» Отрывок:
= = = = = = =

А потом наступила абсолютная трезвость. Мы ждали ребенка! Мы так решили. Мы так хотели. И казалось, ничто не сможет разрушить нашей тихой, глубинной радости. Мы ждали.

Мимо нас прошло исчезновение Жоры. Его просто не стало, и что от этого кому-то может быть плохо, нам не приходило в голову. Нина Максимовна свои страдания прятала, а может быть, мы их просто не замечали.

Семен Владимирович, Евгения Степановна и я — Высоцкие. Москва. 1987 год.


К нашему сообщению о ребенке квартиронаселение отнеслось сдержанно, Гися Моисеевна с Мишей возобновили завтраки и обеды в нашей общей комнате — вот, пожалуй, и все.

Нина Максимовна уговорила нас ночевать в ее комнате: все равно она раньше всех уходит на работу, и нам будет спокойнее, и вообще, и лучше, и удобнее.

Переселение на ночь было недолгим и оказалось роковым. Не помню ни единого слова, что кричала нам в то утро совсем другая Нина Максимовна — страшная и жестокая, не желавшая становиться бабушкой. Мы сидели в постели оглушенные, не смея встать, одеться, защититься. Потом все разошлись: Нина Максимовна на работу, Володя на репетицию, я во МХАТ на сдачу «Битвы в пути».

Какой-то черный провал — и снова больница. Я отвратительна сама себе, Володя пьет. Через много-много лет Акимыч расскажет, что Володя плакал у больницы.

Нина Максимовна вызывает почти истерическое отторжение. Пока я лежала в больнице, она сломала ногу, и когда в коридоре раздается стук ее гипса, меня начинает колотить лихоманка. Цепко вглядываюсь в Володю, сходство с матерью вызывает ненависть.

Спасительный звонок из студии. Сразу два режиссера из Ростова-на-Дону, сразу из двух театров — имени Ленинского комсомола и имени Горького — приглашают меня поработать у них.

Не зная ни того ни другого, очертя голову даю согласие. Бежать!

Лихорадочно собираюсь. На площади у новенькой станции метро «Рижская» мы кричим друг на друга — нет, неправда, Володя не кричит. Он просит, он умоляет остаться. Он считает, что я погибну, если уеду. Это я кричу не своим голосом, а потом говорю страшное, чем буду казниться всю жизнь: «Если я когда-нибудь пожалею, что уехала, мне достаточно будет вспомнить твою мать». Володино лицо становится серым, безжизненным. Мы молчим. Он не имел на это право. Он же сильный, смелый, веселый, легкий, прочный, ему ничего не сделается — у него нет права на слабость. И все-таки мы не расстаемся. Я уезжаю на время, поработать, прийти в себя. Я поеду всего на несколько месяцев: половина марта, апрель, май — а в июне уже отпуск, и я вернусь.

Ростов встретил меня ослепительным солнцем, цветущими звонкими улицами и двумя директорами на перроне.

В Ленкоме работала моя однокурсница и подружка Кариша Филиппова, и я решила быть с ней.

= = = = = = =

» Выполните задания:
A – Назовите все месяцы, которые упоминаются в отрывке.
B – Изложите содержание отрывка в двух предложениях.
C – Перепечатайте из отрывка фрагмент, начиная со слов "Ростов встретил меня" и продолжая до слов "быть с ней." включительно.

» Исходный список:
= = = = = = =

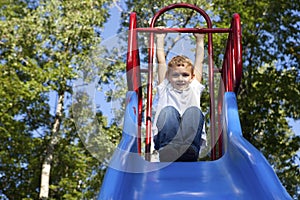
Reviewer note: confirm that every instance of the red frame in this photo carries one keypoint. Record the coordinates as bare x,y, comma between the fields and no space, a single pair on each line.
231,70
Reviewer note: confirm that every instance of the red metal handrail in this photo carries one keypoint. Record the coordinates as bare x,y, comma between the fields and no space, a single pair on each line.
231,69
134,73
150,62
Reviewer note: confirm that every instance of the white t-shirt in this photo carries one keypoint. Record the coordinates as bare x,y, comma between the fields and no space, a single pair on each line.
181,100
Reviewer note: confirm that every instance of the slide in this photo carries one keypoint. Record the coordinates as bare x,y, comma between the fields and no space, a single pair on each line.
241,173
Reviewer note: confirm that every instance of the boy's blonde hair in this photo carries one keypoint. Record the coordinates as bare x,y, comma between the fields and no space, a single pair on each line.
180,60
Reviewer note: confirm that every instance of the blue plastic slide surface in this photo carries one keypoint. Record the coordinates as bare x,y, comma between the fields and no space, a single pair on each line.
241,173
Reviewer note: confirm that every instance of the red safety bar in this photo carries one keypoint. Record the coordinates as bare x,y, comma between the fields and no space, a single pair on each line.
133,71
231,70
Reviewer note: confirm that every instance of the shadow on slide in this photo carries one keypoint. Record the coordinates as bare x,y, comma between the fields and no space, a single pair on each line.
241,173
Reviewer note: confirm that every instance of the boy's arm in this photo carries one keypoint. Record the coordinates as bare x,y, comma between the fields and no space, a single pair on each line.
161,58
199,56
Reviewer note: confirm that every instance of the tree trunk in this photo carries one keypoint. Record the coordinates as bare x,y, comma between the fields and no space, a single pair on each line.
46,167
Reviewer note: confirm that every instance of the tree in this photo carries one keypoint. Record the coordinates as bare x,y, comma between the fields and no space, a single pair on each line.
269,93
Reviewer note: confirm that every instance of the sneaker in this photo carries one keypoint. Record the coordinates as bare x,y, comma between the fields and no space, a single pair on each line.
188,154
168,154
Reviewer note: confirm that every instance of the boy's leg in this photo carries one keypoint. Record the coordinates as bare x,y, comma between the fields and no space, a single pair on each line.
191,130
168,123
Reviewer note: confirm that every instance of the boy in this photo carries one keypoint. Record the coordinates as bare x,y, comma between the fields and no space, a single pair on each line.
178,123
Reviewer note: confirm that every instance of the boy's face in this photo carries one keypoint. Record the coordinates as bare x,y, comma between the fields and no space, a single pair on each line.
180,76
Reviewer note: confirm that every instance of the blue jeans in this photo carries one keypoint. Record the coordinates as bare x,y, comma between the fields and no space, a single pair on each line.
185,130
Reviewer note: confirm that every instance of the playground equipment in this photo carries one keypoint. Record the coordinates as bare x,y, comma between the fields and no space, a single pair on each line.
237,169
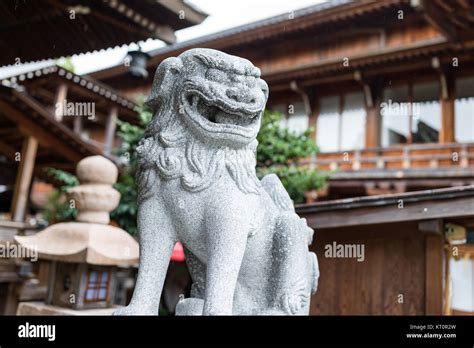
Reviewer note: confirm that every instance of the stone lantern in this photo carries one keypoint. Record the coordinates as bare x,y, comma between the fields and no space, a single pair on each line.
85,254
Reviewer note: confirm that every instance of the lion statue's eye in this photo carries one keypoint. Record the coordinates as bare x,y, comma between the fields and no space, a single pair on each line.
216,75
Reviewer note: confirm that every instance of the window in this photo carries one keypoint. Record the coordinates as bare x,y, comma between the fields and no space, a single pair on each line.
297,121
395,112
97,286
426,113
338,131
327,130
464,110
353,122
411,114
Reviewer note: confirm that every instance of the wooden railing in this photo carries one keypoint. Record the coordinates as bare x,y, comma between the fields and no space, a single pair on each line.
415,156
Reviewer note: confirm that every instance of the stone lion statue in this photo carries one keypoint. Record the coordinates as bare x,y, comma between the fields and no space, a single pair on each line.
246,249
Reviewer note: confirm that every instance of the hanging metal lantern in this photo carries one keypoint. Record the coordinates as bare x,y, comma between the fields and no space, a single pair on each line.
138,61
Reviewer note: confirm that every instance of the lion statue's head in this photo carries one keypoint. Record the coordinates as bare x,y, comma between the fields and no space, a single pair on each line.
207,108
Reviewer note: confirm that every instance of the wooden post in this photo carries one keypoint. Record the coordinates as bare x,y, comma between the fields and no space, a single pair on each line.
77,127
372,93
59,101
446,134
313,117
339,128
23,178
433,266
110,130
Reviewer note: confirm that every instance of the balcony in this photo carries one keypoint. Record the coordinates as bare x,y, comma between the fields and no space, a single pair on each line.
396,169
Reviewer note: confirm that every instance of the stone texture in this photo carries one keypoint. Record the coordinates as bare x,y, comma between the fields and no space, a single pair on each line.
246,248
97,169
90,240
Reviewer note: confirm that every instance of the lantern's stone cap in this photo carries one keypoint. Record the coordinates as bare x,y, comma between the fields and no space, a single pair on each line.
95,244
97,170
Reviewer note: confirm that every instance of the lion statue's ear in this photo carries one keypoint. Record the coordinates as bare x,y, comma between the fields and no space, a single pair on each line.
163,82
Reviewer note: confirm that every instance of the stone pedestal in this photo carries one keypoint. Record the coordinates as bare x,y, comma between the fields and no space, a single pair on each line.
40,308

= = = = = = =

» Ответы на задания:
A – Март, апрель, май, июнь.

B – Радостное ожидание ребенка сменилось тяжелым потрясением: Нина Максимовна, не желавшая становиться бабушкой, жестоко накричала на пару, после чего рассказчица снова оказалась в больнице, а Володя начал пить. Приняв приглашение двух театров из Ростова-на-Дону, она вопреки мольбам Володи уехала туда на несколько месяцев и решила работать в Ленкоме вместе со своей однокурсницей Каришей Филипповой.

C –
Ростов встретил меня ослепительным солнцем, цветущими звонкими улицами и двумя директорами на перроне.

В Ленкоме работала моя однокурсница и подружка Кариша Филиппова, и я решила быть с ней.